> **原文**
□ □ □ □
DP-FatMouse and Cheese(HDU 记忆化搜索)

FatMouse and Cheese

Time Limit: 2000/1000 MS (Java/Others)    Memory Limit: 65536/32768 K (Java/Others)
Total Submission(s): 12342    Accepted Submission(s): 5224

Problem Description

FatMouse has stored some cheese in a city. The city can be considered as a square grid of dimension n: each grid location is labelled (p,q) where 0 <= p < n and 0 <= q < n. At each grid location Fatmouse has hid between 0 and 100 blocks of cheese in a hole. Now he's going to enjoy his favorite food.
□ □ □ □
来自一个集合的数据
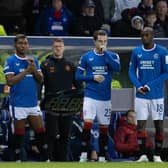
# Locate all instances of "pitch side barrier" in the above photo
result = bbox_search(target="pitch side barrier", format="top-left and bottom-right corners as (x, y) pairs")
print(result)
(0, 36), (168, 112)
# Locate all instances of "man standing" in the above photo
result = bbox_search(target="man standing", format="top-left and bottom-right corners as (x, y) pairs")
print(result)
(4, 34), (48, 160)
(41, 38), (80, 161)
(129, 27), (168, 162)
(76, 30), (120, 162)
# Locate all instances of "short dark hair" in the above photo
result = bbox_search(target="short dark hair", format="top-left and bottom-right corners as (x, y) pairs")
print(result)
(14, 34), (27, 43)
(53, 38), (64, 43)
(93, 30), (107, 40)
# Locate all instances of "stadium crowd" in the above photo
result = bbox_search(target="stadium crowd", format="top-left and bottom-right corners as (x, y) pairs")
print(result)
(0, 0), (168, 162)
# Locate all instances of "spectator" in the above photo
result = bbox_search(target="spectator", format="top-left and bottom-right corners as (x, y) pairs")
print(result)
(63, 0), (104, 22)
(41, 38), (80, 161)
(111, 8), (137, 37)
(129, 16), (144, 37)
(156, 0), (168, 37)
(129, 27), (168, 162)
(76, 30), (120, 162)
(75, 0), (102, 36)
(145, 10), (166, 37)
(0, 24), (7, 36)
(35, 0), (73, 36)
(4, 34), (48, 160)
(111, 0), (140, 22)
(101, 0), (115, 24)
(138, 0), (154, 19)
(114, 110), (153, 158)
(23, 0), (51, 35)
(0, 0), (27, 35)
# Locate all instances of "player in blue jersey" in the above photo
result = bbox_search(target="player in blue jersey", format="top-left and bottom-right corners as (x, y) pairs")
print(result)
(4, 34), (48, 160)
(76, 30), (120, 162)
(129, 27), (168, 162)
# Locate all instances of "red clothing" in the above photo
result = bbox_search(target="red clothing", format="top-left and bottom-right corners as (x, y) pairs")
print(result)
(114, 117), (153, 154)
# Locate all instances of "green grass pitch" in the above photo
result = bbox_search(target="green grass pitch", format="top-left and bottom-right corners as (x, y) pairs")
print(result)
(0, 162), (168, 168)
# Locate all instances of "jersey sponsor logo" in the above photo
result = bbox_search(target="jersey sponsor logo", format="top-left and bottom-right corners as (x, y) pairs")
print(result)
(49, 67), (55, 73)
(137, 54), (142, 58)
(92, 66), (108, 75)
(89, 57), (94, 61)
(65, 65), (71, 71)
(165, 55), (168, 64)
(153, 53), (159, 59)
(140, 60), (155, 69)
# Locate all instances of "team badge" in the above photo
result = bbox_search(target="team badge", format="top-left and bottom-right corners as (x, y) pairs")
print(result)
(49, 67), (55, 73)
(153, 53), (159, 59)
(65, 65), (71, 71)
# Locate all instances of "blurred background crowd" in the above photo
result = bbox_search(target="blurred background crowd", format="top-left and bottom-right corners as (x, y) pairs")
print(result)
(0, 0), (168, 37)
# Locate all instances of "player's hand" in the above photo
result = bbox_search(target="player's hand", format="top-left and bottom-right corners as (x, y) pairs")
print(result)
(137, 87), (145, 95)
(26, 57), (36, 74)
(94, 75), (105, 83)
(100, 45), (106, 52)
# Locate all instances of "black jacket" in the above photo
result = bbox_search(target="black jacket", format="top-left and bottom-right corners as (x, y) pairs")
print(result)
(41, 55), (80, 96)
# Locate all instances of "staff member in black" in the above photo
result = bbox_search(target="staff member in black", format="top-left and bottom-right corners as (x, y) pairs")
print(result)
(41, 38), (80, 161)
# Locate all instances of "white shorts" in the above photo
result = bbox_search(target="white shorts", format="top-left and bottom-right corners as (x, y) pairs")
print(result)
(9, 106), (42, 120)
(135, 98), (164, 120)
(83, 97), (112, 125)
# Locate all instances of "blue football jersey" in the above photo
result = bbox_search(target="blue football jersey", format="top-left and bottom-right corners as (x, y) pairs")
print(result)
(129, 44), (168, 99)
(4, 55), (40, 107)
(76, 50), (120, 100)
□ □ □ □
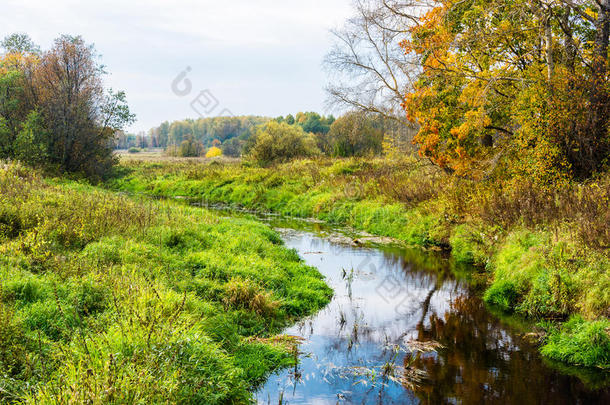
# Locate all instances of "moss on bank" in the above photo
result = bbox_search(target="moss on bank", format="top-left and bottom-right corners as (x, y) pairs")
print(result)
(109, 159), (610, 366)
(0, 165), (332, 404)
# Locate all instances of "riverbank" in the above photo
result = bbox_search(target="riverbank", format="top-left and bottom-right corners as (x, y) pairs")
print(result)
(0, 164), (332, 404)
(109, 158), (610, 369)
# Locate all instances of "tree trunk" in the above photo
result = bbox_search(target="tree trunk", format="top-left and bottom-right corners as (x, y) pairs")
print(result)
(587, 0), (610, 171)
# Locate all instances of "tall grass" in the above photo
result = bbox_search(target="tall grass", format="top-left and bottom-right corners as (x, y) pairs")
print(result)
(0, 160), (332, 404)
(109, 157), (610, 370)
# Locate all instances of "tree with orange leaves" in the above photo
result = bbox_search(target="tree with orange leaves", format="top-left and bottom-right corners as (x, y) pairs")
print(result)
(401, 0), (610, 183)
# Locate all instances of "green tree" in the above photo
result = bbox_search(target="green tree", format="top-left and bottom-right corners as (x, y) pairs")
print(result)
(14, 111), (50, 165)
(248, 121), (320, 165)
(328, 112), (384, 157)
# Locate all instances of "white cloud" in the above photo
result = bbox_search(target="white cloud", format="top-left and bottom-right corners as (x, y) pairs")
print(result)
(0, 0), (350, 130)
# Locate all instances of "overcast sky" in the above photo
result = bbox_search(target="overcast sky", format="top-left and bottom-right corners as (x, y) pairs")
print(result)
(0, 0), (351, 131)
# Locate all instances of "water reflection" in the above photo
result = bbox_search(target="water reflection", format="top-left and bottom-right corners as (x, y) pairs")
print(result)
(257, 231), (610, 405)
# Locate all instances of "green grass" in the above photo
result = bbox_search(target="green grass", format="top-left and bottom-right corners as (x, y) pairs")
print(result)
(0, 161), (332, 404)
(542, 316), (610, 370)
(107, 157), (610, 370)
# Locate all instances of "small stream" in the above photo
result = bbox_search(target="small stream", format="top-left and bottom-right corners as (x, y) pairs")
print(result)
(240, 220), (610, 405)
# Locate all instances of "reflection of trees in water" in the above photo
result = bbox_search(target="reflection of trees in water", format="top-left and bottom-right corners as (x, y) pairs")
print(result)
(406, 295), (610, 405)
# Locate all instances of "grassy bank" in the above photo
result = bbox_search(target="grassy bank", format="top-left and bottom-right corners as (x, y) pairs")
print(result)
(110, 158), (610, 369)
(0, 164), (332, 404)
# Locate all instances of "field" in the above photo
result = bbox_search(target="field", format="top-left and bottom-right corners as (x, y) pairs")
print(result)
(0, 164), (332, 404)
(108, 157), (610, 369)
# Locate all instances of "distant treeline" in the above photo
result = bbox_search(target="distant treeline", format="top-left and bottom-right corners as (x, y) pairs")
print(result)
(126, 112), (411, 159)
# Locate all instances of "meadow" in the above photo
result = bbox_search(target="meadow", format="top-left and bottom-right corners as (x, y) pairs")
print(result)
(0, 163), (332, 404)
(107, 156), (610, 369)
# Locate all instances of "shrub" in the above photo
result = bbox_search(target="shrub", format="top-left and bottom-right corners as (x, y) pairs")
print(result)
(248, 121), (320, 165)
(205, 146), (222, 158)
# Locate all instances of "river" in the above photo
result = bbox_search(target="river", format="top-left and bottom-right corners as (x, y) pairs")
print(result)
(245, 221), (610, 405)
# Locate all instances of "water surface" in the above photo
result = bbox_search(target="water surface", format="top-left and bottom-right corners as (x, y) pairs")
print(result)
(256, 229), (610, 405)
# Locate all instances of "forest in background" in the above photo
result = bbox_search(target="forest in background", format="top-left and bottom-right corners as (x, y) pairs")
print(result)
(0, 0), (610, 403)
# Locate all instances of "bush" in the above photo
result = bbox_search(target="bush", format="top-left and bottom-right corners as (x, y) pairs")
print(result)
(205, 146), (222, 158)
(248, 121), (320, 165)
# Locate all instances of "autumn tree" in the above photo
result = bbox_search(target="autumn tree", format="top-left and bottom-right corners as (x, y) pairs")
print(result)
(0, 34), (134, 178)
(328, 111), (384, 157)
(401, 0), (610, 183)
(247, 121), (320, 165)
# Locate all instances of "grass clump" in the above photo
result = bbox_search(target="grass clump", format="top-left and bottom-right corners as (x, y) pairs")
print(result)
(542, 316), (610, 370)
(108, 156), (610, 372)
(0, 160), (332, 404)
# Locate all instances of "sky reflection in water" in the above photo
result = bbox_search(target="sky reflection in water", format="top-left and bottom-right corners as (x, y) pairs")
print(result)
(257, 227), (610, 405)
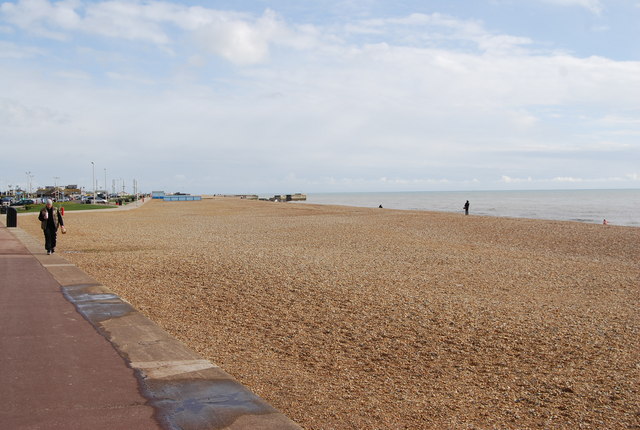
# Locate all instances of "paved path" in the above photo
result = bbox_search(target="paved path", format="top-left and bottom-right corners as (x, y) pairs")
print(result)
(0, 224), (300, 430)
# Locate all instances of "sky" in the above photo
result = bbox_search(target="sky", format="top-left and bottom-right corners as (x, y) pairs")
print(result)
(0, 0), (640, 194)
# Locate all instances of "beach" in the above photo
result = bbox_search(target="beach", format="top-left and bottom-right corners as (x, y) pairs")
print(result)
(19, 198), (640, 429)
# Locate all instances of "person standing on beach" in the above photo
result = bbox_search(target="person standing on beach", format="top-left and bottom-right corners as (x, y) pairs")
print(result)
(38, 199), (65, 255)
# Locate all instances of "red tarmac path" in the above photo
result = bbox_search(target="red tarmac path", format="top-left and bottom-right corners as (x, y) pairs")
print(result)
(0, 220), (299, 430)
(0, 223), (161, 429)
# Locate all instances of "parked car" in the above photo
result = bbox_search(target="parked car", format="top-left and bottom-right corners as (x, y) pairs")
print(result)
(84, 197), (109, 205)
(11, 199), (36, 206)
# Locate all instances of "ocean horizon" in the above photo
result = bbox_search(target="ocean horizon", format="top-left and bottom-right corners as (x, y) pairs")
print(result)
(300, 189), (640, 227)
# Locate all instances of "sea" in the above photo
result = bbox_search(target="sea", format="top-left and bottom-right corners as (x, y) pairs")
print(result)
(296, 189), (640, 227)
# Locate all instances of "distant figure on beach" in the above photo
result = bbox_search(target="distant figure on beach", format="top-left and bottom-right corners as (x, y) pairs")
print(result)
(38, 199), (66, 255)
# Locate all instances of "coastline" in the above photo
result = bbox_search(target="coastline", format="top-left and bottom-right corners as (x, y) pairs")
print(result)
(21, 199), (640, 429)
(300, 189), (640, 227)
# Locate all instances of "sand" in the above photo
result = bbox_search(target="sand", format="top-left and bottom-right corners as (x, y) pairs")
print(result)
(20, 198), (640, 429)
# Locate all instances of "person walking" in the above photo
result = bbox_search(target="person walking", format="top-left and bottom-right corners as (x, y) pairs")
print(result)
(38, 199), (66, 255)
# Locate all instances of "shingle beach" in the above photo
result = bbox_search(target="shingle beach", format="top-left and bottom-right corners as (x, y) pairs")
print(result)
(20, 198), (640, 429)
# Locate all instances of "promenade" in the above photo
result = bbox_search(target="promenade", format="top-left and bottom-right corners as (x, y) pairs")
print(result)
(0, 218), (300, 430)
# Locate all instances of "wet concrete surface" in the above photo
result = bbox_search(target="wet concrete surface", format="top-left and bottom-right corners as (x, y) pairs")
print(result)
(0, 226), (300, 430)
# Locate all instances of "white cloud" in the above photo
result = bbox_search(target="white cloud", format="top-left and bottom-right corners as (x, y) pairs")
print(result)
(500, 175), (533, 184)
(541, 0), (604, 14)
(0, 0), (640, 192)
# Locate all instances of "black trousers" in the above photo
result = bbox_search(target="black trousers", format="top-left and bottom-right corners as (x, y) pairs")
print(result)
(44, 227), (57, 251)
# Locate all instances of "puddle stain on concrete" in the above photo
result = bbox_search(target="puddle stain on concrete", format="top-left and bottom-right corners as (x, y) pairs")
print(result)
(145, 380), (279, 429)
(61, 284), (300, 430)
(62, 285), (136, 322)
□ □ □ □
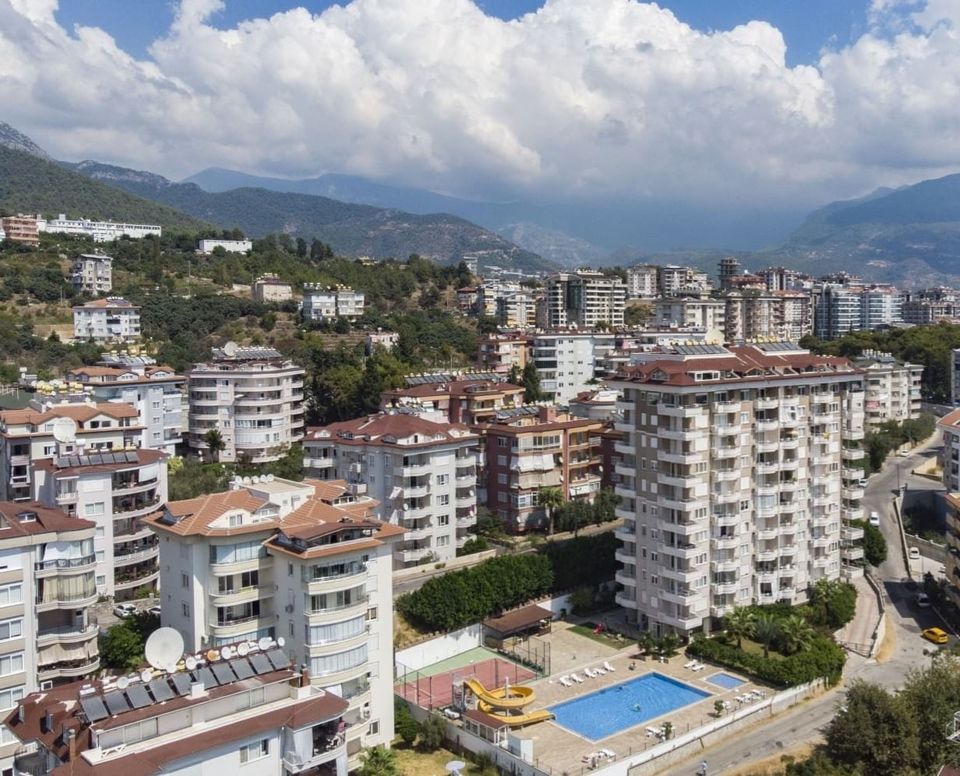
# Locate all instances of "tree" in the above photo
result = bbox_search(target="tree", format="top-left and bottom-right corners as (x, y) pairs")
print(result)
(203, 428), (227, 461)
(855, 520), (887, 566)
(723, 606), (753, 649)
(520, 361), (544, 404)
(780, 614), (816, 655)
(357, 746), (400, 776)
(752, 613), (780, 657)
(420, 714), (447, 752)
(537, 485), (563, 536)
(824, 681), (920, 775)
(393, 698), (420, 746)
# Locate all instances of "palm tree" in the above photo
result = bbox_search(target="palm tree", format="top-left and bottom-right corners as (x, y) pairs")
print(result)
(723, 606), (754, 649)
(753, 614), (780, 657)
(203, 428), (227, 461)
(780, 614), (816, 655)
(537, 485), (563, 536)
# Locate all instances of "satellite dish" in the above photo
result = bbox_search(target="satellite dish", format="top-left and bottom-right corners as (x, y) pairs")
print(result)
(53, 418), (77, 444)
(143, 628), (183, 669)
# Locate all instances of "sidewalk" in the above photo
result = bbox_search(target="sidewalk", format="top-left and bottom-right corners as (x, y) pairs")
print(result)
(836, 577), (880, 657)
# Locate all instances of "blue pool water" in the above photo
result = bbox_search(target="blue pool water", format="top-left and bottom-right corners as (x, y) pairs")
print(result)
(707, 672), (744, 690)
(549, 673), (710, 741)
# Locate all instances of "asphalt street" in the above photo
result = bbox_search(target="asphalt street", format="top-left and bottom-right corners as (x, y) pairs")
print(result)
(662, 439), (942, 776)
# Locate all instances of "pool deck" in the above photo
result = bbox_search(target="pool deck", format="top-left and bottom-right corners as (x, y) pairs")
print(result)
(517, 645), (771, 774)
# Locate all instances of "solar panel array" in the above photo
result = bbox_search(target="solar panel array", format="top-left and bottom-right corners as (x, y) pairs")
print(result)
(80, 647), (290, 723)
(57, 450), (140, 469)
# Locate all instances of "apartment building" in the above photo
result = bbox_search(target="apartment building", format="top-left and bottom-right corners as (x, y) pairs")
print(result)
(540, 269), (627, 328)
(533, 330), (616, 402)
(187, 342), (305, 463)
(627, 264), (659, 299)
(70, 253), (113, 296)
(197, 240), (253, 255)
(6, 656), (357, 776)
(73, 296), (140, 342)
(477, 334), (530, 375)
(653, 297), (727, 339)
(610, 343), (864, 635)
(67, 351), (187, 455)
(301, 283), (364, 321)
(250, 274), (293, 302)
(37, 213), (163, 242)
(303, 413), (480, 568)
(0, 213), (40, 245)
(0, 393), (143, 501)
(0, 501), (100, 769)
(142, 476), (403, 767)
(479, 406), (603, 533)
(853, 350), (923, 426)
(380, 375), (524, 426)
□ □ □ □
> **待办事项**
A. 请列出原文标题下方的时间限制、内存限制和提交统计中出现的全部数字。
B. 请从原文最后一句之后接着写，续完这道 FatMouse and Cheese 题目的描述。
上面的数据在这里不起任何作用。

> **回答列表**
A. 2000、1000、65536、32768、12342、5224

B.
FatMouse begins by standing at location (0,0). He eats up the cheese where he stands and then runs either horizontally or vertically to another location. The problem is that there is a super Cat named Top Killer sitting near his hole, so each time he can run at most k locations to get into the hole before being caught by Top Killer. What is worse -- after eating up the cheese at one location, FatMouse gets fatter. So in order to gain enough energy for his next run, he has to run to a location which have more blocks of cheese than those that were at the current hole.

Given n, k, and the number of blocks of cheese at each grid location, compute the maximum amount of cheese FatMouse can eat before being unable to move.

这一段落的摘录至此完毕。